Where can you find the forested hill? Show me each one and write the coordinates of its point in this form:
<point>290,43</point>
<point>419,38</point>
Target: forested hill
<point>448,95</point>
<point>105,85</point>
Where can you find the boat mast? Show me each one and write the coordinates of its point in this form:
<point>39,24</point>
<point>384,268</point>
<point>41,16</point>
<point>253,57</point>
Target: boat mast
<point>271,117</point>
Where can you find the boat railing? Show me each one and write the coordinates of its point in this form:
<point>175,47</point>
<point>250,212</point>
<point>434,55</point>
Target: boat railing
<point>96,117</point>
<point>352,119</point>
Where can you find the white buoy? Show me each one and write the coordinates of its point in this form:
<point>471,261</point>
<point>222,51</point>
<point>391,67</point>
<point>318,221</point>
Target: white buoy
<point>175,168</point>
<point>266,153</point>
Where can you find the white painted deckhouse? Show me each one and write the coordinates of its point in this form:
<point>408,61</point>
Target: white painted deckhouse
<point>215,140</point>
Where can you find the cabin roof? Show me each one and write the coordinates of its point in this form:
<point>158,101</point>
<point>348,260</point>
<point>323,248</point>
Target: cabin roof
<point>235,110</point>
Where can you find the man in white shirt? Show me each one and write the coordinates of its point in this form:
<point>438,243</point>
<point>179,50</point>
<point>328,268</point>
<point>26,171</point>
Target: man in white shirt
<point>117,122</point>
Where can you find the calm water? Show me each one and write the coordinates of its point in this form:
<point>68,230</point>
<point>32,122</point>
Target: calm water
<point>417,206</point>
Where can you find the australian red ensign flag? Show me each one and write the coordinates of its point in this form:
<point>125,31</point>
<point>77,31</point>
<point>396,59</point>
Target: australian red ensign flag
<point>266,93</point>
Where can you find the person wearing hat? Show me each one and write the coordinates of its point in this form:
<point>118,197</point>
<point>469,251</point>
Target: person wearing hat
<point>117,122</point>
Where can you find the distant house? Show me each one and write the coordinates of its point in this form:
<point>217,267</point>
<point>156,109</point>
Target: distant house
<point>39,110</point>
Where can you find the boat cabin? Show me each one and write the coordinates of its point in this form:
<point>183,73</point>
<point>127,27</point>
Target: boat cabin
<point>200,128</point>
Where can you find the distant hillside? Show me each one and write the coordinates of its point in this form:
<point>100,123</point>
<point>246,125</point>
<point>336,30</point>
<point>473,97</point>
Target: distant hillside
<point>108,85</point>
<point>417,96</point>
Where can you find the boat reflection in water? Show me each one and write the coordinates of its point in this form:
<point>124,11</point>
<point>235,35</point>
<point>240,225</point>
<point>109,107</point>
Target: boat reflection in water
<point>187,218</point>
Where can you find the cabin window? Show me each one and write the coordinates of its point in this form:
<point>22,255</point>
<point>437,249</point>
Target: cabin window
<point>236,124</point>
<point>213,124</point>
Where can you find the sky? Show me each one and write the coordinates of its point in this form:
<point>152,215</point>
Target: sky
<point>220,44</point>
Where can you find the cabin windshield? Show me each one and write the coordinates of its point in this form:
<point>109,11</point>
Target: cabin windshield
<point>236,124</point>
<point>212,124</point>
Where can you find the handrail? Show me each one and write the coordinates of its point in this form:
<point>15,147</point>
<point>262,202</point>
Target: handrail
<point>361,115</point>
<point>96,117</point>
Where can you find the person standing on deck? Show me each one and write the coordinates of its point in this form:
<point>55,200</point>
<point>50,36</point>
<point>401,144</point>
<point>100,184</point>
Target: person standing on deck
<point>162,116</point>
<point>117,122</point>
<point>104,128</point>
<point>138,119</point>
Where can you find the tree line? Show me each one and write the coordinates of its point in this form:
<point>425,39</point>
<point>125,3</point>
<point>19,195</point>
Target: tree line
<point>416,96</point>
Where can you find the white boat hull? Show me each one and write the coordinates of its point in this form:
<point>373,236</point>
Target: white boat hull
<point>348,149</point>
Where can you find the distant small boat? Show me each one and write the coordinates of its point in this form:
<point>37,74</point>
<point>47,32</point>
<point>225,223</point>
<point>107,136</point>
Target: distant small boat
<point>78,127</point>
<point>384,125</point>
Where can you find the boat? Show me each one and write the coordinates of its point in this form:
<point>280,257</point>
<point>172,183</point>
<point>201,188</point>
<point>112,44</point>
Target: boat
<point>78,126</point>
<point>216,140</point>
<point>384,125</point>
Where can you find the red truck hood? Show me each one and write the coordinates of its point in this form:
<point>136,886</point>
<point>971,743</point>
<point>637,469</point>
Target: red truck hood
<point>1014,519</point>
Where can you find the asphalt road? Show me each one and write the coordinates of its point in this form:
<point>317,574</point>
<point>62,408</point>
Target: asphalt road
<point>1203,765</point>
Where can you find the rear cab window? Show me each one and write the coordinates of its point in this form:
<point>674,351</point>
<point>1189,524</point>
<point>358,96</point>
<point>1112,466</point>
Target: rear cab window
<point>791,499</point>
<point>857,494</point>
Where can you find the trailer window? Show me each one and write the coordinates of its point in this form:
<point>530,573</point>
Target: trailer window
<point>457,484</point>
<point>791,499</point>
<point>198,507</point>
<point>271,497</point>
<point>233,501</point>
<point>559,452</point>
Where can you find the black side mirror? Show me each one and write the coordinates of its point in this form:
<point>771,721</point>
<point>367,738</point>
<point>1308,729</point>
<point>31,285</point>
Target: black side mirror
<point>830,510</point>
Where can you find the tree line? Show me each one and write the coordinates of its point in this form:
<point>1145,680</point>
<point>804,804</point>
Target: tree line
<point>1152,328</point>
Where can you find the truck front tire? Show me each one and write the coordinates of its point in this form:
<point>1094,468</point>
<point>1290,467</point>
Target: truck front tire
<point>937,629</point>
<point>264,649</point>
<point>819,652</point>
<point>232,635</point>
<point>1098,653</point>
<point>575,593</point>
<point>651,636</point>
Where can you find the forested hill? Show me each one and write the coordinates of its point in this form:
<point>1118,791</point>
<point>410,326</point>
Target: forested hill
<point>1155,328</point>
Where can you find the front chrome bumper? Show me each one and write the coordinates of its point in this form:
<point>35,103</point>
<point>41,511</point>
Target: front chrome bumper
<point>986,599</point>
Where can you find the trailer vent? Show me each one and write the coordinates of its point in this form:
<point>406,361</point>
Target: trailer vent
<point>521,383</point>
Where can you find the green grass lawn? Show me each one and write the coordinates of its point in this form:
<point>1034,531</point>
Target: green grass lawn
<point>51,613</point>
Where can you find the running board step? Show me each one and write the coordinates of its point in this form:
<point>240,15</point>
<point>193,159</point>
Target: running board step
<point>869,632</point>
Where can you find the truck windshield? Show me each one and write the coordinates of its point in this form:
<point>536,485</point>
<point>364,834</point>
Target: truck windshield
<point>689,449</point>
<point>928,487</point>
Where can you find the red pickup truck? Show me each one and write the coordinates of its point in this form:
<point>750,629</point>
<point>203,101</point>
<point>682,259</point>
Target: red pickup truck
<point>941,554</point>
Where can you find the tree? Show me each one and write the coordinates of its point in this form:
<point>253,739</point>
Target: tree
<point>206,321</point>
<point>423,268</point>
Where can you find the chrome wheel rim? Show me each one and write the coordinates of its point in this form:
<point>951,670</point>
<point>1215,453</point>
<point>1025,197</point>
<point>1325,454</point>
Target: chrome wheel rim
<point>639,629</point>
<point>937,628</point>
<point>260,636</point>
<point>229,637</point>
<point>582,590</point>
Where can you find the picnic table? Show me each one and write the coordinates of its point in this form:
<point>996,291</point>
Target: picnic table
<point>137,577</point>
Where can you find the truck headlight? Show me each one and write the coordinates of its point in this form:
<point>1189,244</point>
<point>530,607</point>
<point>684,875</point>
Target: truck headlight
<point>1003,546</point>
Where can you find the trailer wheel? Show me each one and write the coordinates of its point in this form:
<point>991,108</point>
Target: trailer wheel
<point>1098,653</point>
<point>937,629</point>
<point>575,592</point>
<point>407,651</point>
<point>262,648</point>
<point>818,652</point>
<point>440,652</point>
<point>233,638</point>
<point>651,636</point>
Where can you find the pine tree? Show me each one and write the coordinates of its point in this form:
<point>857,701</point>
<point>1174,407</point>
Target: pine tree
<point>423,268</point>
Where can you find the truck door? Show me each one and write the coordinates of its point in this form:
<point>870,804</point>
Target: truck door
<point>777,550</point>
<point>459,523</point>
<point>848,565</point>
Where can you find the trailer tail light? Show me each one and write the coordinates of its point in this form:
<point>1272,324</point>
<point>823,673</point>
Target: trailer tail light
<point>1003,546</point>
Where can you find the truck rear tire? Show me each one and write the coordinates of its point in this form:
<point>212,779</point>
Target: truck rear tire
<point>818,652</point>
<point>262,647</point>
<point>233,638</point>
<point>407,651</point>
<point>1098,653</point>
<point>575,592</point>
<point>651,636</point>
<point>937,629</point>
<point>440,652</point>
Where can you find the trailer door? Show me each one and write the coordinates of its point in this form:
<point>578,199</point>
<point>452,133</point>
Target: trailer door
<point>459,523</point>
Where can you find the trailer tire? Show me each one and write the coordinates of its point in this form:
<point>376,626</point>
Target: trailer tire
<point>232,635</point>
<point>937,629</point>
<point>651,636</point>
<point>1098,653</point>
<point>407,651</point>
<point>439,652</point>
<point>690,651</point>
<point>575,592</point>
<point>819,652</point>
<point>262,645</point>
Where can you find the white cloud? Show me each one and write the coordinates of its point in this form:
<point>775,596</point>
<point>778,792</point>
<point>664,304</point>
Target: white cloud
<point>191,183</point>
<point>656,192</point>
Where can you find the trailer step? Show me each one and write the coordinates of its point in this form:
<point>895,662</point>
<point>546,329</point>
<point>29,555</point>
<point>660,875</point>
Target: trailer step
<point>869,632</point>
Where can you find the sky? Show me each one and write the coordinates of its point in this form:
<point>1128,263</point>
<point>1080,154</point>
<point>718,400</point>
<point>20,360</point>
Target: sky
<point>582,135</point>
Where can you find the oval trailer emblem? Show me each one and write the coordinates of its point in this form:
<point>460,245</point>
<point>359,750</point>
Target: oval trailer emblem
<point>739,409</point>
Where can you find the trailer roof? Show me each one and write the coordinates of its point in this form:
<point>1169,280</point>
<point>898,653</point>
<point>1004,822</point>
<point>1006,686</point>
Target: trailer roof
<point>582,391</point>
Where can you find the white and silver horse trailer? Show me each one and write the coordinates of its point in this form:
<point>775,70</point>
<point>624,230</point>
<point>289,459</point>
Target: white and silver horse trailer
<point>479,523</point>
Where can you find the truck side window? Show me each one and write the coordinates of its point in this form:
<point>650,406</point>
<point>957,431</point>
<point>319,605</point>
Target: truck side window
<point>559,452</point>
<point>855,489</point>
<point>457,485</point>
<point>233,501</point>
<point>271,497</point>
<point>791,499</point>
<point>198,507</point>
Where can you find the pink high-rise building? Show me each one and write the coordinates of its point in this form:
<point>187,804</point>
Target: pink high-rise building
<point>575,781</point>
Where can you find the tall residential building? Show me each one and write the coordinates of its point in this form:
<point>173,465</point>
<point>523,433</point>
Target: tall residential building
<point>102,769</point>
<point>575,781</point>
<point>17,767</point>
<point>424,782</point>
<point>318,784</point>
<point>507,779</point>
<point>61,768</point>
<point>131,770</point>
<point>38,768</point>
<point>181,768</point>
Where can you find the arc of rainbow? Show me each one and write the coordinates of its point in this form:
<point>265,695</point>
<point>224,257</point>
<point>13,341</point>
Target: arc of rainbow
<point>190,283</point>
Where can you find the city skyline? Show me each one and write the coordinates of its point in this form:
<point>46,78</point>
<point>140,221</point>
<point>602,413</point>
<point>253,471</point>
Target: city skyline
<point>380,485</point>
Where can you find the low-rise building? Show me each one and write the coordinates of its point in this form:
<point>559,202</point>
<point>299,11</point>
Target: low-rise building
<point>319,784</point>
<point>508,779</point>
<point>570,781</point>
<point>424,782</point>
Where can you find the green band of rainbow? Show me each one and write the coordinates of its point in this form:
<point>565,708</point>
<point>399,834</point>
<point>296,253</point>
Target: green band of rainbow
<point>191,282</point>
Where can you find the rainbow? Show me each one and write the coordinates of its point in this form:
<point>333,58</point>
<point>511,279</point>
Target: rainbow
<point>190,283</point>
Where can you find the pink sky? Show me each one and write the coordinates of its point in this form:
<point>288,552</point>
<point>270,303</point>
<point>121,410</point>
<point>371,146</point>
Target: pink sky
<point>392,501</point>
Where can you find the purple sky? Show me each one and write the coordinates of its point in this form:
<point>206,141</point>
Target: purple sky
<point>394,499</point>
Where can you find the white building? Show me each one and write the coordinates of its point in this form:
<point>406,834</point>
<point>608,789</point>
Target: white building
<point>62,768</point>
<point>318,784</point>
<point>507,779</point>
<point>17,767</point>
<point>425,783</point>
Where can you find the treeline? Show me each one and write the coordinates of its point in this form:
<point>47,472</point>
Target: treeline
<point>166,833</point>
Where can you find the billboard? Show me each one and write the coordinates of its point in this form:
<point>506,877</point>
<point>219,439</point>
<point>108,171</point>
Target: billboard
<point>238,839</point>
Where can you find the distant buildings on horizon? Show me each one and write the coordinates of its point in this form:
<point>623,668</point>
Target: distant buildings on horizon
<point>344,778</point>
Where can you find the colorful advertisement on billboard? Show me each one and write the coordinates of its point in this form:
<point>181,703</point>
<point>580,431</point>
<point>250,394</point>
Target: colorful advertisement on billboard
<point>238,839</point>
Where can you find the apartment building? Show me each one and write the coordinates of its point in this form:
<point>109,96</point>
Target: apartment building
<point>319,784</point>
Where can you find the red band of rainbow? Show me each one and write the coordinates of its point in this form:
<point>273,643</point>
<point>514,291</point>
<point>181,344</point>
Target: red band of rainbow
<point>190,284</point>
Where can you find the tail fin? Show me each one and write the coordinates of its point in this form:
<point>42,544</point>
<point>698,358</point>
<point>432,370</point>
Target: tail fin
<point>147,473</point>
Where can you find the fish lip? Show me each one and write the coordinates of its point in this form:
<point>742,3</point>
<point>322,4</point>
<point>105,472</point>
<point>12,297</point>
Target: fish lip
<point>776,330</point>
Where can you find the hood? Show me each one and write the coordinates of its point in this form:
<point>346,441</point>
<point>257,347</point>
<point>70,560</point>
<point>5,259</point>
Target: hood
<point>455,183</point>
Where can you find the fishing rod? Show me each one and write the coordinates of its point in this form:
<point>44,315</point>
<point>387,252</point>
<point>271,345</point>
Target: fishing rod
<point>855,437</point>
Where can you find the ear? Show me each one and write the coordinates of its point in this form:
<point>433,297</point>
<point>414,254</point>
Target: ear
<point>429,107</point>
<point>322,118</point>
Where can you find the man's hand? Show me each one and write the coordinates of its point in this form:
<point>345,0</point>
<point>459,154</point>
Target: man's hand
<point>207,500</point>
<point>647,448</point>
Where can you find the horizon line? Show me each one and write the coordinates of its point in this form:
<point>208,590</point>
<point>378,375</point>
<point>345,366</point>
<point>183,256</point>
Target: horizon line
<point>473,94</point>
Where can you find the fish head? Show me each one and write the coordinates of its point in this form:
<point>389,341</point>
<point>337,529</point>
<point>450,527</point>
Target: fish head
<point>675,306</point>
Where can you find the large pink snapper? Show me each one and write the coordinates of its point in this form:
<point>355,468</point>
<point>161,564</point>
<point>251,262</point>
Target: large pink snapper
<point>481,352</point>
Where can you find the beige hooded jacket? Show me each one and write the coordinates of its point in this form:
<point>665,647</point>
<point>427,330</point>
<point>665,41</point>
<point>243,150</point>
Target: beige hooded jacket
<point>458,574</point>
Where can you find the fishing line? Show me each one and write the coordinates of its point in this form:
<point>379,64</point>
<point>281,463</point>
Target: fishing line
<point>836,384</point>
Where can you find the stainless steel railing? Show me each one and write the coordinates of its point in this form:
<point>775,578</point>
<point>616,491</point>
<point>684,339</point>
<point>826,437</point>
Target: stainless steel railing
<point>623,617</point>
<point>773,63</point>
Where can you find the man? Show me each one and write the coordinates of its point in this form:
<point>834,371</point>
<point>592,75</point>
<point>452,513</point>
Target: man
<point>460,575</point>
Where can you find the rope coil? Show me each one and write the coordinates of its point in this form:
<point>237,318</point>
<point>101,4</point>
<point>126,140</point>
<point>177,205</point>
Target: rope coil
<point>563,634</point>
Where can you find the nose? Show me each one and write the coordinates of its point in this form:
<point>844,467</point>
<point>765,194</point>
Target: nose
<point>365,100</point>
● ● ● ● ● ● ●
_Problem to solve:_ Taking the line with "Where can you find the fish head?" as the first and the line with "Where can you find the stainless" as the last, retype that stretch of the data above exactly, with no other lines.

_Reply:_
Where can you find the fish head? Show me each one and write the coordinates of its point in this form:
<point>389,341</point>
<point>337,529</point>
<point>450,527</point>
Target: fish head
<point>675,306</point>
Where can you find the large pink snapper? Show me each one and write the coordinates of its point in this form:
<point>355,468</point>
<point>161,564</point>
<point>251,262</point>
Target: large pink snapper
<point>481,352</point>
Where can you find the beige hooded jacket? Show me each one and write the coordinates of its point in this form:
<point>665,647</point>
<point>427,330</point>
<point>665,41</point>
<point>243,150</point>
Target: beige hooded jacket
<point>458,574</point>
Where can you find the fishing line? Show me each one and write the coordinates of its point in this form:
<point>379,64</point>
<point>281,463</point>
Target: fishing line
<point>836,384</point>
Where can you find the stainless steel railing? Show me each one and write the coordinates of its point in this form:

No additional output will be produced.